■ TO DO ■
From the entries below, return exactly the lines beginning at the one that contains "Could you please outline every instance of the frozen" and ending at the one that contains "Could you please outline every instance of the drinking", both of them included, and only those lines.

■ AVAILABLE RECORDS ■
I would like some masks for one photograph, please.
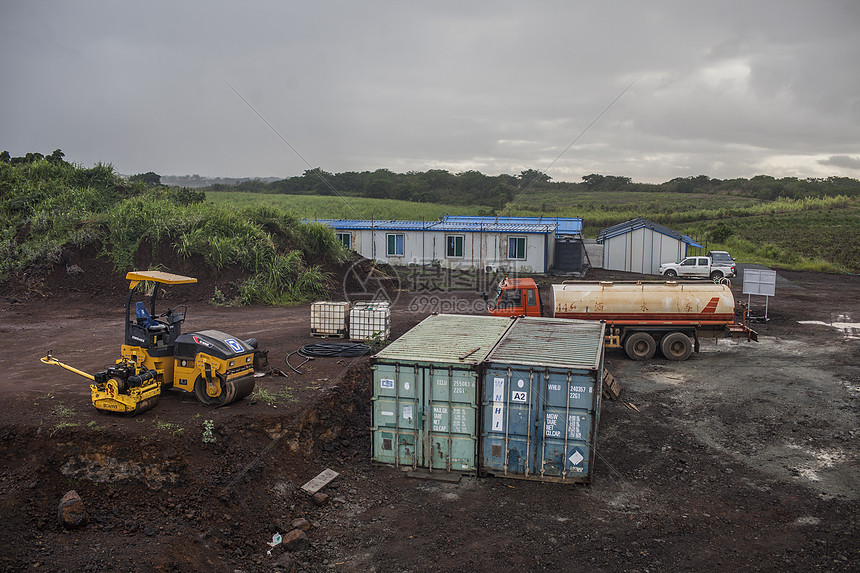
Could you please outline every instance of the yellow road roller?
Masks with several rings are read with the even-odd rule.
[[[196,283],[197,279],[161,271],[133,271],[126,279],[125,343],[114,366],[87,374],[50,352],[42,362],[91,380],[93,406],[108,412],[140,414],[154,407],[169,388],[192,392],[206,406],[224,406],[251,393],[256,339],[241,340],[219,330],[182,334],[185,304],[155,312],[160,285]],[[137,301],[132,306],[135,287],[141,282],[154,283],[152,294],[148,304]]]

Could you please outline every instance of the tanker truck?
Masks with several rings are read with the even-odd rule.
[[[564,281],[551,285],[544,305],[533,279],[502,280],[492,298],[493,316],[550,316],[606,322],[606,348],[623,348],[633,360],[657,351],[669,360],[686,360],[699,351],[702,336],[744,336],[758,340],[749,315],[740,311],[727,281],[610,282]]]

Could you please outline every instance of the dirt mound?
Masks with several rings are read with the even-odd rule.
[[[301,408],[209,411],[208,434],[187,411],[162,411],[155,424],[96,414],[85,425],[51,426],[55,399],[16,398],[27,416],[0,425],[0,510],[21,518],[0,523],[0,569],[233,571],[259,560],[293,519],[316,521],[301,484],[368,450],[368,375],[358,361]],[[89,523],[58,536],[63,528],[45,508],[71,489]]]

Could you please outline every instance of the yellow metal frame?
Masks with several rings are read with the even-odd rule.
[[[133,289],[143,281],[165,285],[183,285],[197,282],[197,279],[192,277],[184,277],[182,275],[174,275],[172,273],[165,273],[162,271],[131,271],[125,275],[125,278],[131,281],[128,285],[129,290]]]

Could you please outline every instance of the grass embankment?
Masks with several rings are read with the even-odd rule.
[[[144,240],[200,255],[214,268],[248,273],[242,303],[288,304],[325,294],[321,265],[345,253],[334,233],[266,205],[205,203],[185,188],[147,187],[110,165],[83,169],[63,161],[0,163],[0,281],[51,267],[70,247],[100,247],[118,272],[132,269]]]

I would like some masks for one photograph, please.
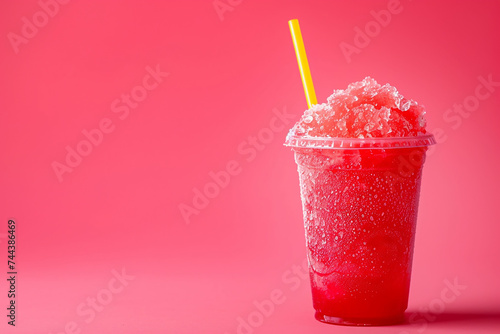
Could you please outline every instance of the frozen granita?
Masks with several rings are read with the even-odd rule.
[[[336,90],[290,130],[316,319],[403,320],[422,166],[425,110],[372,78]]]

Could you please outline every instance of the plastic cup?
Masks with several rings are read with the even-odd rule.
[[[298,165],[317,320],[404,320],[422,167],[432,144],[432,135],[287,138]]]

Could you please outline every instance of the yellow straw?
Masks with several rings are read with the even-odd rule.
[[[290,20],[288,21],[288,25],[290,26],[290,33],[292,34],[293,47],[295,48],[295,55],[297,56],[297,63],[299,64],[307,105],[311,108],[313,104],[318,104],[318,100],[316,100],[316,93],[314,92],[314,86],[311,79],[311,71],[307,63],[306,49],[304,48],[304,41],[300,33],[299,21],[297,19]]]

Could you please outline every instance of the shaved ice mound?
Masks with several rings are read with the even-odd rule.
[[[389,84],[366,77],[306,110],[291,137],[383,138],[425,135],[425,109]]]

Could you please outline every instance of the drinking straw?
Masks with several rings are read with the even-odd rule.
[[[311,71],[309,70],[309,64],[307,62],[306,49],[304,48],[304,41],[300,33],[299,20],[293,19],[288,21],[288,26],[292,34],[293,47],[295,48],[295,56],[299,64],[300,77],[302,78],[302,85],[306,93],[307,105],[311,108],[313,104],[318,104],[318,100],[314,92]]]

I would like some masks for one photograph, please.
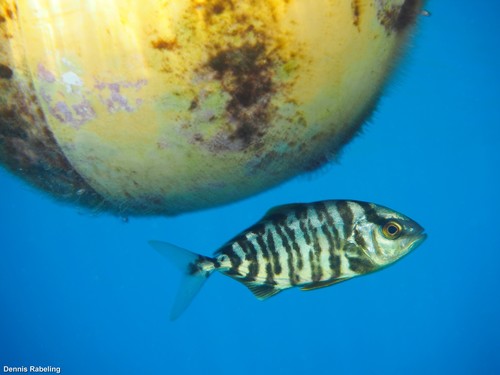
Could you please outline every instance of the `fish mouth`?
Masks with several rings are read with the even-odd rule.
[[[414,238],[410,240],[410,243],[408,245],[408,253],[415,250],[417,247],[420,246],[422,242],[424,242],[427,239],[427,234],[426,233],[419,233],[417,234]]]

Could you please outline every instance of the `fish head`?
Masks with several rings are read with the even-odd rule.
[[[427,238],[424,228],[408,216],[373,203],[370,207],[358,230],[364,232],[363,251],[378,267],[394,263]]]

==

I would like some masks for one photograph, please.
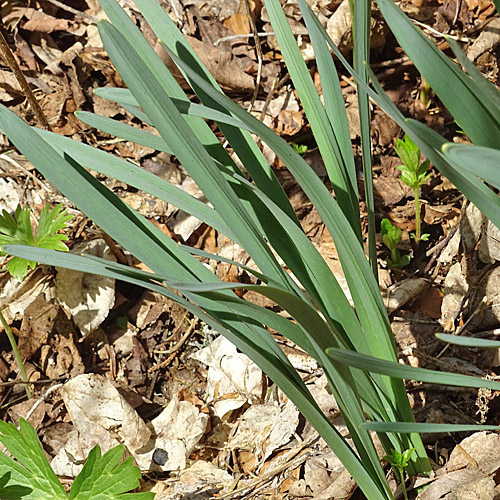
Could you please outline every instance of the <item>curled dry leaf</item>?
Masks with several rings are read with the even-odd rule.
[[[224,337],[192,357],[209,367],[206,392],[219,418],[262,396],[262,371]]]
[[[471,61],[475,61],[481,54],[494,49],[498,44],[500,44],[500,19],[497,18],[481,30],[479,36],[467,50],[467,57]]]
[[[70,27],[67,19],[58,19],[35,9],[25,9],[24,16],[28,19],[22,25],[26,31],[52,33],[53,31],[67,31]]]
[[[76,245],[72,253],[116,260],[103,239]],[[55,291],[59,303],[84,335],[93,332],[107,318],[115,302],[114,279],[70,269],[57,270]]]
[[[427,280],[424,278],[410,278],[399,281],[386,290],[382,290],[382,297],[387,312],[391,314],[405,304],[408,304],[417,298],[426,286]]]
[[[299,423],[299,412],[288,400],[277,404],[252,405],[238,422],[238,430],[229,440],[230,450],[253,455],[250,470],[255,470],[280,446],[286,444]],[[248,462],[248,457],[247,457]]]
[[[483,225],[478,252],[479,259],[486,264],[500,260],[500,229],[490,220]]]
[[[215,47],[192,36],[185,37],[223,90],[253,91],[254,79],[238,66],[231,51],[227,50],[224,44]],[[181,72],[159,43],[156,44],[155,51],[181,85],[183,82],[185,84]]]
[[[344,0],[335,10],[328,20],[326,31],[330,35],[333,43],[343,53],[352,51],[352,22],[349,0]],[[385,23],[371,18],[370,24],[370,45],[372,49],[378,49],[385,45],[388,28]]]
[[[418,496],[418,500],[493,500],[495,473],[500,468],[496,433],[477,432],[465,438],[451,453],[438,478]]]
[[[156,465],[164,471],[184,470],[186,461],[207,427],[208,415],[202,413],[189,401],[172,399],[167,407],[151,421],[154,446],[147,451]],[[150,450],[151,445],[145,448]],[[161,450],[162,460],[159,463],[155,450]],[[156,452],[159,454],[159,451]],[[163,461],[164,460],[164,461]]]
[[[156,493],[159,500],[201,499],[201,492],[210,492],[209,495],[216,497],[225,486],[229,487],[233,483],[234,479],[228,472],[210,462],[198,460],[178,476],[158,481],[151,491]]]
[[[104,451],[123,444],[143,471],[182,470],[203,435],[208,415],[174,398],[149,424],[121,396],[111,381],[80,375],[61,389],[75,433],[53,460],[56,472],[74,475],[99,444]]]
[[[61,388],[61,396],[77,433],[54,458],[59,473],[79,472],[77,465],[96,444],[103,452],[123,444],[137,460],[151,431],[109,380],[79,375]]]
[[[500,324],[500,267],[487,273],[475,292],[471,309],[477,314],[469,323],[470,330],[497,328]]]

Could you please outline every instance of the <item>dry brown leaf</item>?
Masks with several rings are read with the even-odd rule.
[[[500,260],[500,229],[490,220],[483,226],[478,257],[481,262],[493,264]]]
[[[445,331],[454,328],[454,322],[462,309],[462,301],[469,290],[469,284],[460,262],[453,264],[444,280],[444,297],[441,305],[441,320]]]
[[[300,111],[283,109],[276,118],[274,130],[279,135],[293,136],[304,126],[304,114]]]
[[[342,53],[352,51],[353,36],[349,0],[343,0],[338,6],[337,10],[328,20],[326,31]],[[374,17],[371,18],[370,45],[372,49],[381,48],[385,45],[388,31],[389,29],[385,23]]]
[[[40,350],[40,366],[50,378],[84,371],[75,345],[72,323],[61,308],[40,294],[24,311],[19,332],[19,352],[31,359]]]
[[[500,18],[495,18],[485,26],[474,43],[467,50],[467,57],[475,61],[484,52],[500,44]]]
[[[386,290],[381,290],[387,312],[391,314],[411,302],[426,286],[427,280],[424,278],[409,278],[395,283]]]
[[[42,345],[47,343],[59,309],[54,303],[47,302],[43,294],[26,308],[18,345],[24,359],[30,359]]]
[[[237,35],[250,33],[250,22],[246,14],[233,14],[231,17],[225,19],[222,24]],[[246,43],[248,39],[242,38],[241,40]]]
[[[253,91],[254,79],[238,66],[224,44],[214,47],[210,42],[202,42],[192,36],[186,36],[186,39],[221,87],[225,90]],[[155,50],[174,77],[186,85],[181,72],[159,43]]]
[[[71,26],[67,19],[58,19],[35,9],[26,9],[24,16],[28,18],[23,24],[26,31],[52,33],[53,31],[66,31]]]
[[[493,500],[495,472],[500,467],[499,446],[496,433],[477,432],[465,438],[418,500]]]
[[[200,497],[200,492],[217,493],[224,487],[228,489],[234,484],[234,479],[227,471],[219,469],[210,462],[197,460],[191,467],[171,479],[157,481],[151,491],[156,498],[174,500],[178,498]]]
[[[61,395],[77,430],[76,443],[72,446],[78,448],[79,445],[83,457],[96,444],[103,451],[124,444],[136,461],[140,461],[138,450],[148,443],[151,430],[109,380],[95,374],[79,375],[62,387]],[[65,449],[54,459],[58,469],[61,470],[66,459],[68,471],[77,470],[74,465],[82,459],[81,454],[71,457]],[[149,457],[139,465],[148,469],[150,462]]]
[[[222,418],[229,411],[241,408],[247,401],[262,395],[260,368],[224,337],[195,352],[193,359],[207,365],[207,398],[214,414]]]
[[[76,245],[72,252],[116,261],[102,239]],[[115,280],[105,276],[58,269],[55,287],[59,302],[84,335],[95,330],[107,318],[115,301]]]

■ REPLY ■
Could you please outline every instance of the frozen granita?
Masks with several rings are read with the even-odd rule.
[[[336,90],[290,130],[316,319],[403,320],[422,166],[425,110],[372,78]]]

Could you please outline every instance of the plastic cup?
Masks with several rings are read with the even-odd rule.
[[[298,165],[317,320],[404,320],[422,167],[432,144],[432,135],[287,138]]]

Could you please outline every instance of the yellow straw?
Masks with several rings are read with the even-odd rule.
[[[290,20],[288,21],[288,25],[290,26],[290,33],[292,34],[293,47],[295,48],[295,55],[297,56],[297,63],[299,64],[307,105],[311,108],[313,104],[318,104],[318,100],[316,100],[316,93],[314,92],[314,86],[311,79],[311,71],[307,63],[306,49],[304,48],[304,41],[300,33],[299,21],[297,19]]]

Could you please outline every instance of the shaved ice mound?
Masks with several rings are read with the even-odd rule.
[[[389,84],[366,77],[306,110],[291,137],[383,138],[425,135],[425,109]]]

Could you please outline every instance of the drinking straw?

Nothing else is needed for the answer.